What is needed =
Your answer must be an exact copy of every record.

[Opening Record extracts section]

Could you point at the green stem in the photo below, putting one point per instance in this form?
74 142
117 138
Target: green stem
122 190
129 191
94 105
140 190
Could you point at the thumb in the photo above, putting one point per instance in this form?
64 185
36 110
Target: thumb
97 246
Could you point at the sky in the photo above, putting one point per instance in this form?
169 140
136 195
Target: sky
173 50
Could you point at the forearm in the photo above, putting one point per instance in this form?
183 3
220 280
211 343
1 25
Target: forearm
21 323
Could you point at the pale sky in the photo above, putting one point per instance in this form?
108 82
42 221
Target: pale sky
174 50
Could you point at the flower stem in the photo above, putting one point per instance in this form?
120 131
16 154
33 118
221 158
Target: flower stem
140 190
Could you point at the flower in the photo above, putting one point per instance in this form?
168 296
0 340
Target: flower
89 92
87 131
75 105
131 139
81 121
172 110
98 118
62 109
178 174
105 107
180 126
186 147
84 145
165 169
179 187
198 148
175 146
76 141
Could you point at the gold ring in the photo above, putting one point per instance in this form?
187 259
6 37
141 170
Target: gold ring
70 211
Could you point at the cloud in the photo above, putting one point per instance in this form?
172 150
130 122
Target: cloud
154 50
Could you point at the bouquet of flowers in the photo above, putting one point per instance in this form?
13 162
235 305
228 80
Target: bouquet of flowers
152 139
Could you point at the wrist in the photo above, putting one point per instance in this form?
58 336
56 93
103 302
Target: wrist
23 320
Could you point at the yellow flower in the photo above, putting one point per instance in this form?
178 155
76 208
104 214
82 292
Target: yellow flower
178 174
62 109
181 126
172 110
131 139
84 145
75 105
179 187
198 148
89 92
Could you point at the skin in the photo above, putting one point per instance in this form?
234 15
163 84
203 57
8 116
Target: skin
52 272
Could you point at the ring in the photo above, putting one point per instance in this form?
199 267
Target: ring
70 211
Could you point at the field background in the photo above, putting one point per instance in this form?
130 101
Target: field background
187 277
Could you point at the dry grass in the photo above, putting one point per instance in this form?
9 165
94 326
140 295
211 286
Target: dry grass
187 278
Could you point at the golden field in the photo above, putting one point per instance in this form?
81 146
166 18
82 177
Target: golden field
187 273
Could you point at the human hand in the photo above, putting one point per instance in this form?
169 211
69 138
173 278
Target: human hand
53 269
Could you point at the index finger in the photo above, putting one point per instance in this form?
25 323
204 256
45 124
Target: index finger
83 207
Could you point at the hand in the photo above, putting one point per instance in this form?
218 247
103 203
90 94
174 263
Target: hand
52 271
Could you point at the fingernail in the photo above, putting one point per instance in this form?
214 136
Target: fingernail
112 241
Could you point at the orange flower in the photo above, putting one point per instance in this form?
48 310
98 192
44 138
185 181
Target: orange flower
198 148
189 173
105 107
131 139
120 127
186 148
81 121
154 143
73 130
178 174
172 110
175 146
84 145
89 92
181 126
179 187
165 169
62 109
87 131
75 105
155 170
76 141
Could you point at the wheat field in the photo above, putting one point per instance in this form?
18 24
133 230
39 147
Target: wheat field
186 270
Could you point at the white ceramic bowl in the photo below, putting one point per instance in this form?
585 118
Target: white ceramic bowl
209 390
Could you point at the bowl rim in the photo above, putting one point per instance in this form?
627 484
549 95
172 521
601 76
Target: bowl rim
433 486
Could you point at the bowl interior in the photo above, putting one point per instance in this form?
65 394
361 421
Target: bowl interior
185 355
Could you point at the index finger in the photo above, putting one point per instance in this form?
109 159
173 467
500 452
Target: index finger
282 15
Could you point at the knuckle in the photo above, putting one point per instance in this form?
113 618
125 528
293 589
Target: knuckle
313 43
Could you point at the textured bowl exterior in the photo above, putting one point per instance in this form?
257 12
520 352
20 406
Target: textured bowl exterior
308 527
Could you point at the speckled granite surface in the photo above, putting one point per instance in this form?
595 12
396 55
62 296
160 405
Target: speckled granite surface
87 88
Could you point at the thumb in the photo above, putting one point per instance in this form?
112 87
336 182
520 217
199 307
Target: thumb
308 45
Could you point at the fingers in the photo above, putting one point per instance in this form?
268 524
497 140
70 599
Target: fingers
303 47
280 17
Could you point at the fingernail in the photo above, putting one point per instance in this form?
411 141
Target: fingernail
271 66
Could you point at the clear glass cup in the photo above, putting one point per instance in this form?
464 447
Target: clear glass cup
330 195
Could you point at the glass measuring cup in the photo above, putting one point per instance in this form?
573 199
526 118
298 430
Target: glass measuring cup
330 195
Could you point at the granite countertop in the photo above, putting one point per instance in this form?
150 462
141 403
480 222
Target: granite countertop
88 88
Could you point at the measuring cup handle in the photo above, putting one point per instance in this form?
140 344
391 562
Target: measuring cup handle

[Closing Record extracts section]

Task answer =
Could you point at the green stem in the photo below, putting one point per instance in this form?
74 142
117 138
Target: green stem
122 190
129 191
94 105
140 190
Could you point at the thumb in the photo above, putting one point per instance in this form?
64 185
36 110
Target: thumb
97 246
Could you point at the sky in the photo above, putting one point per instance in this form?
169 140
136 195
Target: sky
173 50
Could you point at the forearm in the photo above, putting one point per instance in this form?
183 3
220 280
211 343
1 25
Target: forearm
21 323
Could you point at the pale sky in the photo above, putting one point per instance in this form?
108 82
42 221
Target: pale sky
174 50
Could you point at the flower stem in the photo above, putting one point per instance in this form?
120 131
16 154
33 118
221 158
Target: flower stem
140 190
Could you point at the flower in the photo above, putting one point per instance in this form?
168 296
0 340
Target: flower
89 92
87 131
75 105
131 139
81 121
172 110
98 118
62 109
178 174
105 107
180 126
186 147
84 145
165 169
179 187
198 148
175 146
76 141
Could you point at the gold ring in the photo above, putting one point per instance in this form?
187 259
6 37
141 170
Target: gold ring
70 211
Could you point at the cloud in the photo above, putting one point per instance in this form?
172 150
130 122
Target: cloud
154 50
Could you point at the bouquet of flowers in the photo above, putting one point per instance in this form?
13 162
235 305
228 80
Target: bouquet of flowers
152 139
Could you point at the wrist in the photo above, putting one point per instance in this form?
58 336
56 93
103 302
Target: wrist
23 320
Could you point at the yellow flower in the photo above, putting one point per instance in this form?
178 155
76 208
104 214
82 292
Target: yellow flower
178 174
62 109
181 126
172 110
131 139
84 145
75 105
179 187
198 148
89 92
Could you point at the skin in the photo above, putting one point per instance in this form?
234 15
163 84
203 57
8 116
Target: skin
52 272
Could you point at the ring in the photo above, putting one point per instance in this form?
199 267
Target: ring
70 211
Could you point at the field background in the photo above, putting one point per instance in this form?
130 101
Target: field background
187 277
Could you point at the dry grass in the photo above, putting one point per instance in this form?
9 165
94 326
140 295
211 286
Target: dry grass
187 278
Could you point at the golden field in the photo above, putting one point per instance in this form?
81 146
166 18
82 177
Target: golden field
187 273
Could you point at the human hand in the photo above, putting one point per instance in this form?
169 211
69 138
173 278
Target: human hand
53 269
Could you point at the index finger in the photo above, putting one point per instance in this form?
25 323
204 256
45 124
Target: index finger
83 207
Could you point at the hand in the photo above, putting one point per instance in this form?
218 247
103 203
90 94
174 263
Target: hand
52 271
Could you point at the fingernail in the photo above, putting one point per instance in this form?
214 136
Target: fingernail
112 241
Could you point at the orange flower in the photo above, putting one point per instance in this form?
48 310
98 192
44 138
185 181
Target: orange flower
198 148
189 173
105 107
131 139
120 127
186 148
81 121
154 143
73 130
178 174
172 110
175 146
84 145
89 92
181 126
179 187
165 169
62 109
87 131
75 105
155 170
76 141
Could you point at the wheat field in the photo above, putting one point per instance in this form?
18 24
133 230
39 147
Target: wheat field
186 270
Could you point at the white ceramic bowl in the photo below, putting one point per instance in this form?
585 118
Target: white ceramic bowl
209 390
Could you point at the bowl rim in the photo above, putting one point per instance in this form?
627 484
549 95
172 521
601 76
Target: bowl rim
433 486
Could you point at the bowl interior in the photo above, putting one point per instance in this form?
65 394
361 421
Target: bowl interior
185 355
Could you point at the index finger in the photo above, putting one point per instance in this form?
109 159
173 467
500 452
Target: index finger
282 15
Could you point at the knuckle in the photo above, putting one point per instance in this form?
113 618
125 528
293 589
Target: knuckle
313 43
Could you point at the textured bowl exterior in the photo above, putting one point per instance in this form?
257 12
520 352
20 406
Target: textured bowl exterior
308 527
Could you point at the speckled granite surface in the photo above, putting one point per instance in this form?
595 12
396 55
62 296
160 405
Target: speckled granite surface
87 88
Could you point at the thumb in the photo above, putting one point per instance in this form?
112 87
336 182
520 217
199 307
Target: thumb
308 45
Could you point at the fingers in the photo above, putting one point per instance in this form?
268 524
497 140
70 599
Target: fingers
303 47
280 17
Could you point at the fingernail in the photo above, putting one point per instance in this form?
411 141
Target: fingernail
271 66
Could you point at the clear glass cup in the photo above, putting one point per instance in this form?
464 447
Target: clear glass cup
330 195
Could you point at the glass measuring cup in the photo above, putting one point per instance in this form?
573 199
526 118
298 430
Target: glass measuring cup
330 195
Could you point at the granite countertop in the photo above, putting one point per instance in this form?
150 462
141 403
480 222
Target: granite countertop
88 88
Could you point at the measuring cup handle in the photo above, putting one point per instance in this form?
140 344
391 562
Target: measuring cup handle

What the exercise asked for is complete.